INFORMATION SHOWN: Begin

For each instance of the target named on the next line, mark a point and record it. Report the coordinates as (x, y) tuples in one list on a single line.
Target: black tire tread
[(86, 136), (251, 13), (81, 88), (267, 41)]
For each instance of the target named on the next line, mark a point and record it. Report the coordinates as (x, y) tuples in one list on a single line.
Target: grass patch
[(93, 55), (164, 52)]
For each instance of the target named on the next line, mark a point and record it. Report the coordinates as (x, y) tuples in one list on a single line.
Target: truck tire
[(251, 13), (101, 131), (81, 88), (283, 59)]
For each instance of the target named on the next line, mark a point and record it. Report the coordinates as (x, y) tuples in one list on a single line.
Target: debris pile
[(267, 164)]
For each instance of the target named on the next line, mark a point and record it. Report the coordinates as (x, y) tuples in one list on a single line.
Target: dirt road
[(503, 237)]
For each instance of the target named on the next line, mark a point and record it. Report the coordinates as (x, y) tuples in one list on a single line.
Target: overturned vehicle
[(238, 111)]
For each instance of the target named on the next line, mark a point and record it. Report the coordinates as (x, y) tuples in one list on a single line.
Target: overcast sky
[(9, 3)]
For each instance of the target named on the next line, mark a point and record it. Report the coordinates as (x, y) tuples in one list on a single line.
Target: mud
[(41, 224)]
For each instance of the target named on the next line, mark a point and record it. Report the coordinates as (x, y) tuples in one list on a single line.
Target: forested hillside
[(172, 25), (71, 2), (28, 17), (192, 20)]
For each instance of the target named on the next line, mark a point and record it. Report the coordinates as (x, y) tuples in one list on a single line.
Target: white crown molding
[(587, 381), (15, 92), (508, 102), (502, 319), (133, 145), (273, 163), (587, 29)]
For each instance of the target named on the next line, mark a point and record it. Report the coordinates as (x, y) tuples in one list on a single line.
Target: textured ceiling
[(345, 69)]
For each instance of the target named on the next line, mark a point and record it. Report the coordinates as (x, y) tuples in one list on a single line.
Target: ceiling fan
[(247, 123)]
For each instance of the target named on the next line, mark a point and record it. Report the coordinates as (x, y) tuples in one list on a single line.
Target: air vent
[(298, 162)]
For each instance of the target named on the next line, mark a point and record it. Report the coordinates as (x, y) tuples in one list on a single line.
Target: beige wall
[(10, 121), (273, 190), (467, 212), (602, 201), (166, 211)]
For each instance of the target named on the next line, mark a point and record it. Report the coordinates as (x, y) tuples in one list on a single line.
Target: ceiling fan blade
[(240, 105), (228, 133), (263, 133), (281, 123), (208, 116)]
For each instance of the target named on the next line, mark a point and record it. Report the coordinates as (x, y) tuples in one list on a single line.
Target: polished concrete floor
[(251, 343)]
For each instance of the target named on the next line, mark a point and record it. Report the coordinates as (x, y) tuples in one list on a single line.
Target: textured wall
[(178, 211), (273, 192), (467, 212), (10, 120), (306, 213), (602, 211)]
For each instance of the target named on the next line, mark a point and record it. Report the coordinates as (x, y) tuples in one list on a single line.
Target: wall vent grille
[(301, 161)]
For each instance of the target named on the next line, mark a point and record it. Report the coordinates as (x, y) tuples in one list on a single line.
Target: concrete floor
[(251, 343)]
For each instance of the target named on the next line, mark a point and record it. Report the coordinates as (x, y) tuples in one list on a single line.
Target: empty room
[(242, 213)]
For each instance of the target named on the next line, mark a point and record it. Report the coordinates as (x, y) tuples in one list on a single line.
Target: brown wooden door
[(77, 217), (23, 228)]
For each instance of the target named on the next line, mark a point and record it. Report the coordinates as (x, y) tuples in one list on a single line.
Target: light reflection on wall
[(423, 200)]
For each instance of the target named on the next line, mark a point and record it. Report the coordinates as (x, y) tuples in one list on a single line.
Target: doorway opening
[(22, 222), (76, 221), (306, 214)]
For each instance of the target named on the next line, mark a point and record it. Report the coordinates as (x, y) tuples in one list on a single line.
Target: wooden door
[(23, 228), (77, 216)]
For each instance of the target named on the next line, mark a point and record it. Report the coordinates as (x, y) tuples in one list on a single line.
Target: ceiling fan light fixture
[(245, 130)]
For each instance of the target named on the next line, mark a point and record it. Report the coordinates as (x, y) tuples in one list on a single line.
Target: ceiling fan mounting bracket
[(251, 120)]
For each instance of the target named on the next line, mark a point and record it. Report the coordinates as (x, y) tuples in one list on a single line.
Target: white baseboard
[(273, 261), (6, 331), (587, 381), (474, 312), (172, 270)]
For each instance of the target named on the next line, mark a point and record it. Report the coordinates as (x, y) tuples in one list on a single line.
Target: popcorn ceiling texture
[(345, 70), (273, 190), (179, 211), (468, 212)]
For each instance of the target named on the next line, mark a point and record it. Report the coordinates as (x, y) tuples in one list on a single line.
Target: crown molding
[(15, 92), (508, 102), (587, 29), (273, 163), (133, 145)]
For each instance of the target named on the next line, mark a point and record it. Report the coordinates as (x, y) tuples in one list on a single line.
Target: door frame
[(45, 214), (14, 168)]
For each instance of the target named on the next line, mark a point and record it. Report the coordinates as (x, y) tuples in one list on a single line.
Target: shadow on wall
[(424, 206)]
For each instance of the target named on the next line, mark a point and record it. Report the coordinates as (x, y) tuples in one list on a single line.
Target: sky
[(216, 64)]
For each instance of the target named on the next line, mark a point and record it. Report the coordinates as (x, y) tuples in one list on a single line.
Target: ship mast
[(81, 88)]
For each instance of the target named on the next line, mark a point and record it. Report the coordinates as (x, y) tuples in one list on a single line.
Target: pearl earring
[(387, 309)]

INFORMATION SHOWN: End

This exercise requires an exact copy of all the records.

- YOUR RESPONSE -
For each instance of the target named on the next line, mark a point and record it. Report the coordinates as (x, y) tuples in one list on a single line.
Target: black tire tread
[(86, 136), (251, 13), (81, 88), (267, 41)]
For each instance of the target named on the next line, mark a point and record it. Report the coordinates as (x, y) tuples in one list on a single line.
Target: grass patch
[(93, 55), (164, 52)]
For each instance of the target named on the next line, mark a point and record it. Report the coordinates as (x, y) tuples in one list on a single line.
Target: truck tire
[(251, 13), (101, 131), (81, 88), (283, 59)]
For each instance of the target named on the next line, mark a point and record it. Report the coordinates as (x, y) tuples in one list on a single line.
Target: debris pile
[(267, 164)]
For each instance of the target named on the next line, mark a point and record it. Report the coordinates as (x, y) tuples in one list on a single line.
Target: dirt road
[(503, 237)]
For each instance of the target named on the next line, mark a point and record it. Report the coordinates as (x, y) tuples in one list on a single line.
Target: overturned vehicle
[(238, 111)]
For each instance of the target named on the next line, mark a point and record it. Report the coordinates as (x, y) tuples in one list on a single line.
Target: overcast sky
[(9, 3)]
For each instance of the target named on the next line, mark a point and record it. Report the coordinates as (x, y) tuples in one list on a single line.
Target: mud
[(41, 224)]
For each instance of the target named on the next line, mark a point and record it. Report the coordinates as (x, y) tuples in one list on a single line.
Target: forested hillside
[(172, 25), (71, 2), (28, 17), (192, 20)]
For each instance of the target named on the next line, mark a point and record it. Report the coordinates as (x, y) tuples in one list on a single line.
Target: white crown molding
[(587, 381), (15, 92), (508, 102), (502, 319), (133, 145), (273, 163), (587, 29)]
For each instance of the target named on the next line, mark a point and record it. Report the coordinates as (x, y) tuples in one list on a single line.
Target: textured ceiling
[(345, 69)]
For each instance of the target named on the next line, mark a point and record it. Report the coordinates as (x, y) tuples in one list on a single line.
Target: ceiling fan
[(247, 123)]
For each instance of the target named on the next line, mark a point and record it. Report the coordinates as (x, y) tuples in one list on a single line.
Target: air vent
[(298, 162)]
For each instance of the target named on the next line, mark a point and record it. Report the coordinates as (x, y) tuples in one list on a single line.
Target: beige wall
[(10, 121), (273, 190), (467, 212), (602, 201), (166, 211)]
For each instance of the target named on the next line, mark a point and record it. Report the coordinates as (x, y) tuples in one list on a single line.
Target: ceiling fan blade
[(240, 105), (228, 133), (263, 133), (281, 123), (208, 116)]
For each instance of the target named on the next line, mark a point and record it. Report the coordinates as (x, y) tuples in one list on a single line.
Target: polished concrete floor
[(251, 343)]
For each instance of the target named on the next line, mark a point and record it. Report the coordinates as (x, y) tuples in one list on a single line.
Target: textured wall
[(178, 211), (273, 192), (467, 212), (10, 120), (306, 213), (602, 211)]
For each instance of the target named on the next line, mark a point and record it. Report the coordinates as (x, y) tuples in one list on a single line.
Target: wall vent grille
[(301, 161)]
For each instance of the target named on the next line, mark a point and record it. Report the coordinates as (x, y) tuples in one list on a single line.
Target: concrete floor
[(251, 343)]
For each instance of the target named on the next line, mark a point and record it. Report the coordinates as (x, y) tuples in one list on a single line.
Target: empty room
[(242, 213)]
For each instance of the target named on the next line, mark a point and record it. Report the coordinates as (x, y) tuples in one list on a single line.
Target: brown wooden door
[(77, 217), (23, 228)]
For each instance of the target named on the next line, mark a point and record it. Report the coordinates as (x, y) tuples in one list on a single line.
Target: light reflection on wall
[(423, 200)]
For each instance of the target named on the next line, mark a point and record it. Report the coordinates as (x, y) tuples in one list on a single line.
Target: doorway opening
[(22, 222), (76, 221), (306, 214)]
For each instance of the target named on the next line, mark a point and record it. Report the coordinates as (x, y) tuples in one list on a single line.
Target: wooden door
[(23, 228), (77, 216)]
For each instance of the target named on the next line, mark a point and record it. Report the coordinates as (x, y) tuples in one list on a single line.
Target: ceiling fan light fixture
[(245, 130)]
For each instance of the target named on the next line, mark a point and record it. Report the coordinates as (x, y) tuples in one list on a single line.
Target: ceiling fan mounting bracket
[(251, 120)]
For each instance of the target named on the next line, mark a point and record it. Report the coordinates as (x, y) tuples in one list on a single line.
Target: white baseboard
[(273, 261), (6, 331), (587, 381), (474, 312), (172, 270)]
For each instance of the target named on the next line, mark a point and record it. Report the coordinates as (x, y) tuples in one list on a single line.
Target: popcorn ceiling texture
[(345, 70), (273, 190), (179, 211), (468, 212)]
For each instance of the target named on the next line, mark a point and record it. Report the coordinates as (x, y) tuples in one list on a single line.
Target: crown molding
[(15, 92), (508, 102), (587, 29), (273, 163), (133, 145)]
For each instance of the target named on the next line, mark a point and record it. Report the coordinates as (x, y) tuples in one list on a single line.
Target: door frame
[(45, 214), (14, 168)]
For each instance of the target named on the next line, mark a point and record it. Report the coordinates as (x, y) tuples in one list on a single line.
Target: shadow on wall
[(424, 206)]
For each instance of the target named on the next line, mark a point and record it. Report the coordinates as (x, y) tuples in one list on a single line.
Target: sky
[(216, 64)]
For each instance of the target named on the next line, mark a point and record it. Report the coordinates as (x, y) tuples in one list on a single line.
Target: ship mast
[(81, 88)]
For each instance of the target named on the next line, mark a point and record it. Report the coordinates as (x, y) tuples in one list on a single line.
Target: pearl earring
[(387, 309)]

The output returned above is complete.